En el nordeste de Siria, el grupo terrorista Estado Islámico libra un combate para salvar el honor. Mientras se escriben estas líneas, las Fuerzas Democráticas Sirias luchan todavía en el enclave de Baghouz, última parcela del califato. Miles de combatientes y sus familias se han rendido en las últimas semanas, pero otros cientos resisten aún. Las fuerzas árabo-kurdas, con el apoyo de la aviación de la alianza antiyihadista, avanzan lentamente con la esperanza de disminuir sus bajas y obligar a la rendición a los últimos que quedan. Para entonces, el Estado Islámico habrá perdido completamente su control sobre un territorio que, en su apogeo, tenía el tamaño de Gran Bretaña y se extendía a lo largo de Irak y Siria.
Tamizar para no olvidar nada
Tras haber hecho su petición, Mohammed Khalawi se reúne con los suyos cerca de una fuente en forma de rosa. También ha venido a recuperar otros dos cuerpos, de los cuales conoce su paradero: Azan, ocho años, enterrado con su pijama, y su hermana, una niña de cuatro años alcanzada por una bala en la pierna y en la cara. Son los hijos de un amigo suyo.
El cielo resuena. La lluvia cae intensamente mientras las palas se clavan en la tierra húmeda. Las gotas caen sobre sus rostros y golpean las bolsas de cadáveres en un chapoteo macabro. Los ojos de Mohammed están secos; el cielo llora por él. La pala de uno de estos “desenterradores” choca contra una piedra. Cuando la levanta, aparecen los dos niños. Primero, un cráneo, que coloca delicadamente en el interior de una bolsa de plástico. Después, pelo, un fémur... El equipo de rescate tamiza la tierra para no olvidar nada. “Vamos a llevarlos a un cementerio para que estén cerca de sus familias”, anuncia Mohammed Khalawi.

Datos de señalamiento para expresiones referenciales
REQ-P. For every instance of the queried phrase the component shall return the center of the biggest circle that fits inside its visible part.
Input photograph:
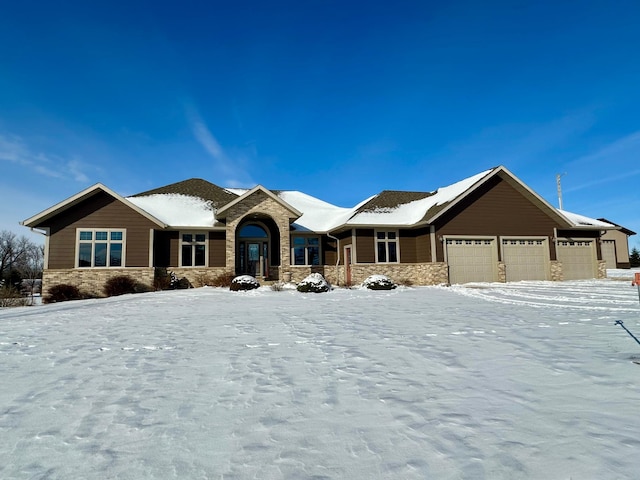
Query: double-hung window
(386, 246)
(306, 250)
(193, 249)
(100, 247)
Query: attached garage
(578, 258)
(472, 260)
(526, 259)
(609, 253)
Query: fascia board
(497, 171)
(83, 195)
(294, 211)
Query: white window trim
(206, 248)
(93, 244)
(306, 251)
(386, 241)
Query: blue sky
(339, 99)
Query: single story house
(490, 227)
(615, 246)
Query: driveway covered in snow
(489, 381)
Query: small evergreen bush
(223, 280)
(180, 283)
(120, 285)
(161, 279)
(379, 282)
(314, 283)
(62, 293)
(244, 282)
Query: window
(100, 248)
(387, 247)
(306, 250)
(193, 249)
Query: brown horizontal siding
(99, 211)
(365, 246)
(495, 209)
(329, 251)
(415, 246)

• [Ejercicios propuestos]
[1] Por favor, reproduce el fragmento del texto sobre Siria que comienza con "Tamizar para no" y continúa hasta "un amigo suyo.".
[2] Responde a partir del texto sobre Siria:
(a) ¿Cómo se llama el enclave que el texto señala como última parcela del califato?
(b) ¿Qué edad tenía Azan?
(c) ¿De qué tamaño era, en su apogeo, el territorio controlado por el Estado Islámico?
[3] Resume en forma de lista el párrafo del texto sobre Siria que empieza con "Tras haber hecho su petición", conservando sus datos principales.

• [Resultados del ejercicio]
[1]
Tamizar para no olvidar nada
Tras haber hecho su petición, Mohammed Khalawi se reúne con los suyos cerca de una fuente en forma de rosa. También ha venido a recuperar otros dos cuerpos, de los cuales conoce su paradero: Azan, ocho años, enterrado con su pijama, y su hermana, una niña de cuatro años alcanzada por una bala en la pierna y en la cara. Son los hijos de un amigo suyo.

[2]
(a) Baghouz.
(b) Ocho años.
(c) Tenía el tamaño de Gran Bretaña.

[3]
- Después de hacer su petición, Mohammed Khalawi se reúne con los suyos cerca de una fuente en forma de rosa.
- Ha venido también a recuperar otros dos cuerpos y sabe dónde están.
- Uno es Azan, de ocho años, enterrado con su pijama.
- El otro es su hermana, de cuatro años, alcanzada por una bala en la pierna y en la cara.
- Ambos son hijos de un amigo de Mohammed.